## Begin

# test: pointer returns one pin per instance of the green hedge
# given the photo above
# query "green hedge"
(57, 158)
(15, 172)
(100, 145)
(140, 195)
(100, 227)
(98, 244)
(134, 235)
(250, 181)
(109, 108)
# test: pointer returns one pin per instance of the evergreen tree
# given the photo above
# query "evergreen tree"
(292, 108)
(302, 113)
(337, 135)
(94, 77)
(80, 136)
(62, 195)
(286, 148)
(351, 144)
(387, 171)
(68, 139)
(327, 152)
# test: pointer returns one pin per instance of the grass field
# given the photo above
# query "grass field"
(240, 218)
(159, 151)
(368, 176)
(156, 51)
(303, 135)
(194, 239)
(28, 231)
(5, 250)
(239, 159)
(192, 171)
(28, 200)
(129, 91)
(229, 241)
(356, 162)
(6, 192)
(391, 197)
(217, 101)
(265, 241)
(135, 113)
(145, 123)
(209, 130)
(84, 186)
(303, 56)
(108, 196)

## End
## Begin

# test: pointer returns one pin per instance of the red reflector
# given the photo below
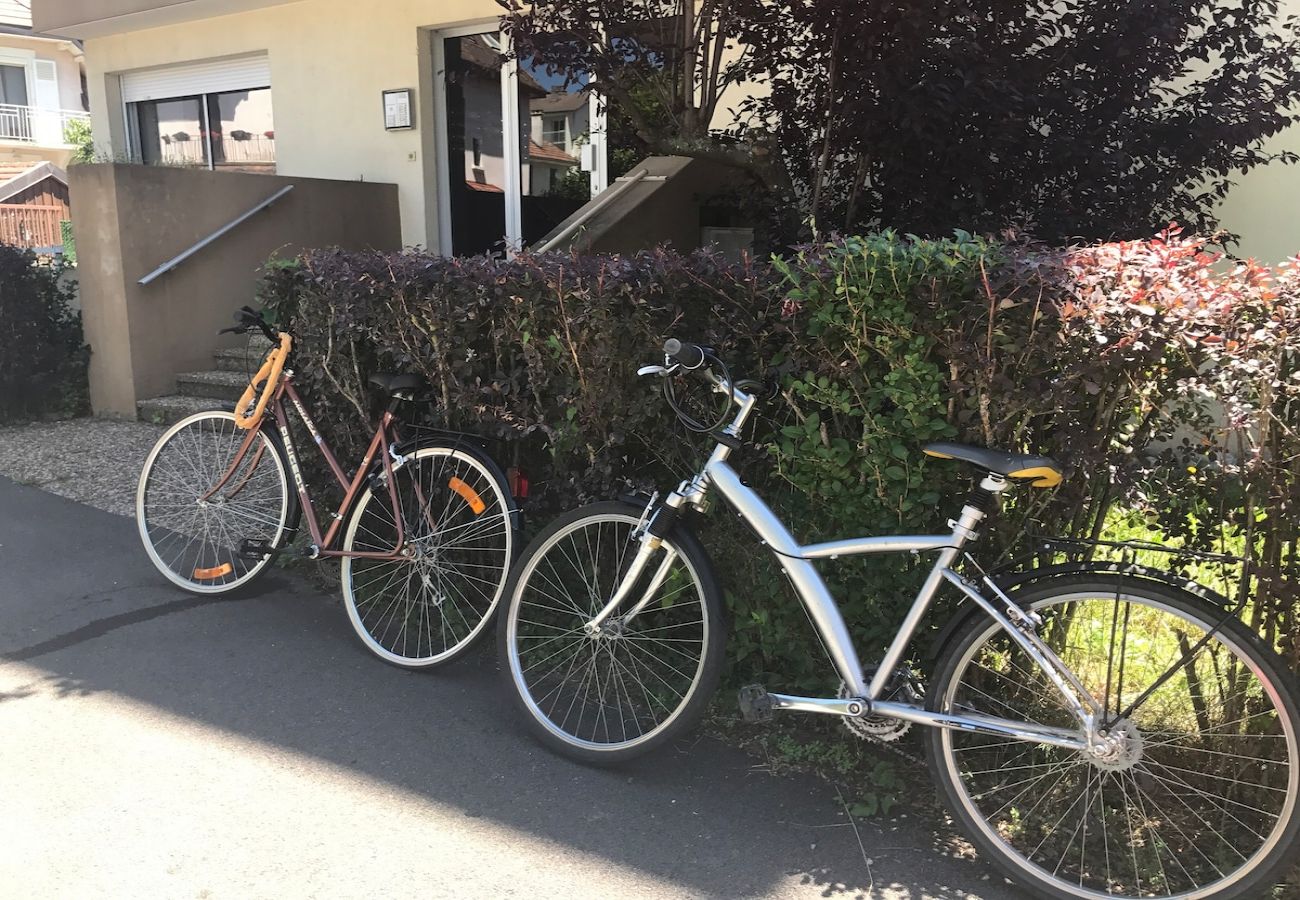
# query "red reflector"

## End
## Begin

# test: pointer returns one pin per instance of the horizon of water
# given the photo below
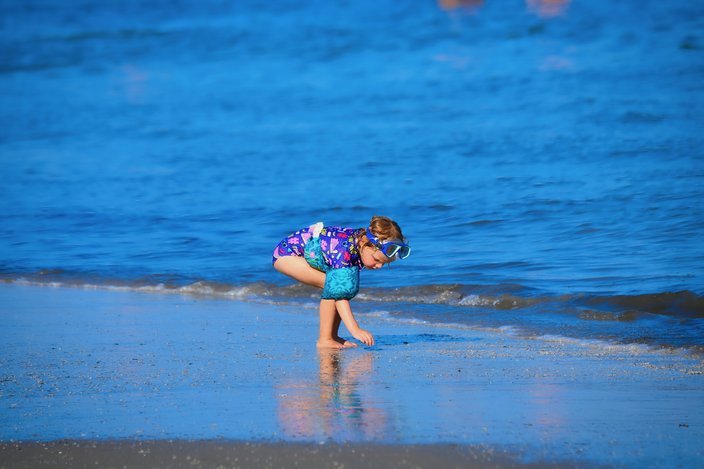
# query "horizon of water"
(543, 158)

## End

- _WHAT NEEDS TO BE DONE_: Copy out every line in the material above that contains the word "horizon".

- _REPLY TO THE EXERCISE_:
# test: pointer returns one pin per instance of the horizon of water
# query "horizon of water"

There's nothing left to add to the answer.